• ESTRATTO DELLA FONTE
Nazionalismo, socialismo, democrazia: è sotto questa costellazione che nasce e prospera il radicalismo ottocentesco. Ma qualcosa va storto. Mentre il socialismo originario, il socialismo di Fourier, di Proudhon e del giovane Marx, genera il comunismo marxleninista, che trascina all’inferno la Russia e mezzo mondo, il nazionalismo si lascia alle spalle l’epica democratica dei Mazzini, degli Stuart Mill e dei Garibaldi per convertirsi allo sciovinismo, trasformarsi nella bandiera degli antisemiti francesi al tempo dell’affare Dreyfus, poi nello spirito guida del «socialismo in un paese solo» e nel grido di guerra dei campi di sterminio tedeschi. Nazifascismo e comunismo si somigliano non solo per i comuni propositi (il socialismo, di cui l’uno e l’altro si professano campioni, e la nazione, di cui entrambi proclamano il primato) ma anche per destino: guerre di conquista, carestie, genocidi, imperialismo cieco e una disfatta storica pagata con milioni di cadaveri. (Mentre del socialismo, almeno in Occidente, non rimane quasi più traccia, il nazionalismo pare avviato verso una seconda vita, come spiega Yoram Hazony, presidente del The Hertzl Institute di Gerusalemme, nel suo Le virtù del nazionalismo, Guerini e Associati, 2019).

• COSA SI CHIEDE
**a.** Raccogli tutte le righe delle voci qui sotto che contengono la stringa «blurred», distinguendo tra maiuscole e minuscole.
**b.** Continua il brano sul radicalismo ottocentesco riportato sopra, riprendendo subito dopo la sua ultima frase.

• VOCI DEL DATASET
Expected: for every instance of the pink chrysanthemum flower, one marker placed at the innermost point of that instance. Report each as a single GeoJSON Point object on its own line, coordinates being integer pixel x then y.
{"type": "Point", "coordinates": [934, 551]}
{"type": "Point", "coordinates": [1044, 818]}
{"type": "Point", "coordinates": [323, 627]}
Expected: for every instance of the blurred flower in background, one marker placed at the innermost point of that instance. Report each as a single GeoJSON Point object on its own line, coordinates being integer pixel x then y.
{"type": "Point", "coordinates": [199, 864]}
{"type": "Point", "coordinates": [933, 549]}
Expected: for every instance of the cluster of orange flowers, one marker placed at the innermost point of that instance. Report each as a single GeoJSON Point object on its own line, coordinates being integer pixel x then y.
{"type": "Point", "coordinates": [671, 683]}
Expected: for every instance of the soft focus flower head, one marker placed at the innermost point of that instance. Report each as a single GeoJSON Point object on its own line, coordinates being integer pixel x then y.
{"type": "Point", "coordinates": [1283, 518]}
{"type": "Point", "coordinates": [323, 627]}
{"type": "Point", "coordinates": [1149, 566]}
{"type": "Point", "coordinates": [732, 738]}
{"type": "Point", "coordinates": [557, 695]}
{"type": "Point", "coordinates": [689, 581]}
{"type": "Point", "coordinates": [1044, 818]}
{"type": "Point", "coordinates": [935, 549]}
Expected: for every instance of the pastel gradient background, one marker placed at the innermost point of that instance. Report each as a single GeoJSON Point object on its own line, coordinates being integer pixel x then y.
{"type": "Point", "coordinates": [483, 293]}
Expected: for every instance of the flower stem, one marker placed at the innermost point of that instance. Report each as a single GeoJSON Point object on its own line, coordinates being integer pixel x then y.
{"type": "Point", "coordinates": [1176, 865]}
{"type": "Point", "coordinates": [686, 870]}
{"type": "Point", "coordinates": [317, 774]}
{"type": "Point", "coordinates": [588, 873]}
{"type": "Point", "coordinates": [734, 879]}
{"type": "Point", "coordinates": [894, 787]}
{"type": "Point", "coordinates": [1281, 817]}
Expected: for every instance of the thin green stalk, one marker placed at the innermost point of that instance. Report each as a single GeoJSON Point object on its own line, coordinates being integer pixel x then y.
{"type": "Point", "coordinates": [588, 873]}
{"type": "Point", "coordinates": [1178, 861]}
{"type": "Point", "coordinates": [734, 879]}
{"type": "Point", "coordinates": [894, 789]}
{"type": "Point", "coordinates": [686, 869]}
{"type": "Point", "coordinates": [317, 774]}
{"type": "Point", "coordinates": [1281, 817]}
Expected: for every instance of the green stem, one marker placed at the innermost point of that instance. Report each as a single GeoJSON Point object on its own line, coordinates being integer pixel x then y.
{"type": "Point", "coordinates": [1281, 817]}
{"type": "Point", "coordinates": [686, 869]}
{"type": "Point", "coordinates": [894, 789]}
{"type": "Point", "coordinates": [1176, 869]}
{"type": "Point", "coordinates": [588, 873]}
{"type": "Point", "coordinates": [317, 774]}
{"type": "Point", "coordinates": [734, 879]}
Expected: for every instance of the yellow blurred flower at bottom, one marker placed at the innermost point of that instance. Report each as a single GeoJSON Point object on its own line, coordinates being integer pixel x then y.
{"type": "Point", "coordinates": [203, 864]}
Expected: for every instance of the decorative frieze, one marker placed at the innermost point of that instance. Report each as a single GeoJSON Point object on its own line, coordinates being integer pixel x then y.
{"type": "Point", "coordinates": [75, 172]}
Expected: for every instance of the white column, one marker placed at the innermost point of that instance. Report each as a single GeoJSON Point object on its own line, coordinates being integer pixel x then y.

• RISPOSTE PER COMPITO
**a.**
Expected: for every instance of the blurred flower in background, one marker placed at the innermost point of that instance. Report each as a single GeoJSON Point object on its own line, coordinates being integer pixel x then y.
Expected: for every instance of the yellow blurred flower at bottom, one marker placed at the innermost point of that instance. Report each as a single GeoJSON Point object on its own line, coordinates being integer pixel x then y.

**b.**
Anche il sionismo affonda le sue radici nel radicalismo ottocentesco, ma sfugge ai suoi sortilegi. Non ne abbraccia il lato oscuro. Evita le derive disumanistiche del nazionalismo e del socialismo, di cui pure condivide le passioni e gli obiettivi. Non si trasforma, a differenza delle altre utopie novecentesche, in un movimento messianico (benché ne sia tentato e ne abbia, più dei bolscevichi e delle camicie brune, il physique du rôle metafisico). Nato dai progrom dell’est europeo e dalle ceneri dell’affaire, dunque dagli abissi della persecuzione, il sionismo semplicemente non può cedere alle sirene totalitarie del disumanesimo. Non procede allo sterminio dei suoi nemici, o alla depurazione delle proprie fila, nella convinzione che la spietatezza sia l’anticamera del paradiso, come invece non esitano a fare una vasta parte del movimento operaio internazionale e le classi medie tedesche e italiane, prone a duci e Führer.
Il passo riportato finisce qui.